▶ [DOKUMENTAUSSCHNITT]:
-*-

Im vorliegenden Fall focht die Klägerin als Aktionärin der Gesellschaft die gefassten Beschlüsse, mit denen vier Aufsichtsratsmitglieder gewählt wurden, mit dem Argument an, dass durch die (erneute) Wahl von vier Männern in den Aufsichtsrat die Bestimmung des § 87 Abs. 2a AktG verletzt worden sei, da bei der Wahl des Aufsichtsrates Aspekte der Diversität im Hinblick auf die Vertretung beider Geschlechter angemessen zu berücksichtigen seien. Kurz nach Erhebung der Anfechtungsklage wurde die betreffende Gesellschaft mit einer im niederländischen Handelsregister eingetragenen Gesellschaft als übernehmende Gesellschaft gem. EU-VerschG verschmolzen.

In der o.a. Entscheidung führte der OGH aus, dass zur Erhebung der Anfechtungs- oder Nichtigkeitsklage grundsätzlich kein individuelles Rechtsschutzbedürfnis erforderlich ist. Am Anfechtungsinteresse fehlt es jedoch ausnahmsweise dann, wenn die Nachprüfung des Hauptversammlungsbeschlusses für niemanden mehr rechtlich bedeutsam sein kann. Erlischt während eines Beschlussanfechtungsprozesses die betroffene AG, so versteht sich das Rechtsschutzinteresse des Anfechtungsklägers nicht mehr von selbst, denn die gerügte Gesetz- oder Satzungswidrigkeit bezieht sich auf die Verhältnisse einer AG, die es nicht mehr oder zumindest nicht mehr in der zum Zeitpunkt der Beschlussfassung vorhandenen Gestalt gibt. Das Rechtsschutzinteresse entfällt, sofern der angefochtene Beschluss nicht in der übernehmenden Gesellschaft fortwirkt, was im Einzelfall zu prüfen ist. Das gelte im Kern auch für die Nichtigkeitsklage.

-*-

▶ [BEREITGESTELLTE ANGABEN]:
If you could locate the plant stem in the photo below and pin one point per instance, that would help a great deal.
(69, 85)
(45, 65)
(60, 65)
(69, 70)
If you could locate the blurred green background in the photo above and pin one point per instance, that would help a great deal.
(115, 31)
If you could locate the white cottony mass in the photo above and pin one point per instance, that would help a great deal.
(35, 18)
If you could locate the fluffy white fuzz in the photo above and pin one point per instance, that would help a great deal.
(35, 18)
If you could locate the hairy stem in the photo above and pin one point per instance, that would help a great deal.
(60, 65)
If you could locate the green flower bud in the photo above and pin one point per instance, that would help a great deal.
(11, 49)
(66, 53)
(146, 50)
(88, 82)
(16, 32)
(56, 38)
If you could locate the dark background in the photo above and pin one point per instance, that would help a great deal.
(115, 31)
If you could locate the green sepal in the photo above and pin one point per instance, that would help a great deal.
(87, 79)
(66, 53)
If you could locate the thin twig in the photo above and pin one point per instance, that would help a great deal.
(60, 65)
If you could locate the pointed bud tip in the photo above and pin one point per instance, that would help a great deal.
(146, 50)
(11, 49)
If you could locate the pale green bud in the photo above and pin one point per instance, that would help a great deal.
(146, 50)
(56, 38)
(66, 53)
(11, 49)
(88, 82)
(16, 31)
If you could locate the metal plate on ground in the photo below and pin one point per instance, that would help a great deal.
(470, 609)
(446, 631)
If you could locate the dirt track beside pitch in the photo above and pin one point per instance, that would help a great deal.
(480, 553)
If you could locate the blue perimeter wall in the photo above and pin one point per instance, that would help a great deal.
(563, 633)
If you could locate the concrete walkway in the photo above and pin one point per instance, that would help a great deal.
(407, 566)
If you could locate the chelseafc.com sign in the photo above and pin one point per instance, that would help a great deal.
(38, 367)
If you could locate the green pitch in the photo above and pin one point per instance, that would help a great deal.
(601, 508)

-*-

▶ [AUFGABEN]:
1. Nenne bitte alle Abkürzungen im Dokumentausschnitt, die ein Gesetz, ein Gericht oder eine Rechtsform bezeichnen.
2. Beantworte anhand des Dokumentausschnitts:
(a) Wie viele Aufsichtsratsmitglieder wurden mit den angefochtenen Beschlüssen gewählt?
(b) In welchem Land ist die übernehmende Gesellschaft im Handelsregister eingetragen?
(c) Unter welcher Voraussetzung entfällt das Rechtsschutzinteresse nach dem Erlöschen der AG?
3. Schreibe den Dokumentausschnitt wortgetreu ab, beginnend mit „Im vorliegenden Fall“ und weiter bis einschließlich „gem. EU-VerschG verschmolzen.“.

▶ [LÖSUNGEN IM EINZELNEN]:
1. AktG, EU-VerschG, OGH, AG

2.
(a) Vier.
(b) In den Niederlanden.
(c) Wenn der angefochtene Beschluss nicht in der übernehmenden Gesellschaft fortwirkt.

3.
Im vorliegenden Fall focht die Klägerin als Aktionärin der Gesellschaft die gefassten Beschlüsse, mit denen vier Aufsichtsratsmitglieder gewählt wurden, mit dem Argument an, dass durch die (erneute) Wahl von vier Männern in den Aufsichtsrat die Bestimmung des § 87 Abs. 2a AktG verletzt worden sei, da bei der Wahl des Aufsichtsrates Aspekte der Diversität im Hinblick auf die Vertretung beider Geschlechter angemessen zu berücksichtigen seien. Kurz nach Erhebung der Anfechtungsklage wurde die betreffende Gesellschaft mit einer im niederländischen Handelsregister eingetragenen Gesellschaft als übernehmende Gesellschaft gem. EU-VerschG verschmolzen.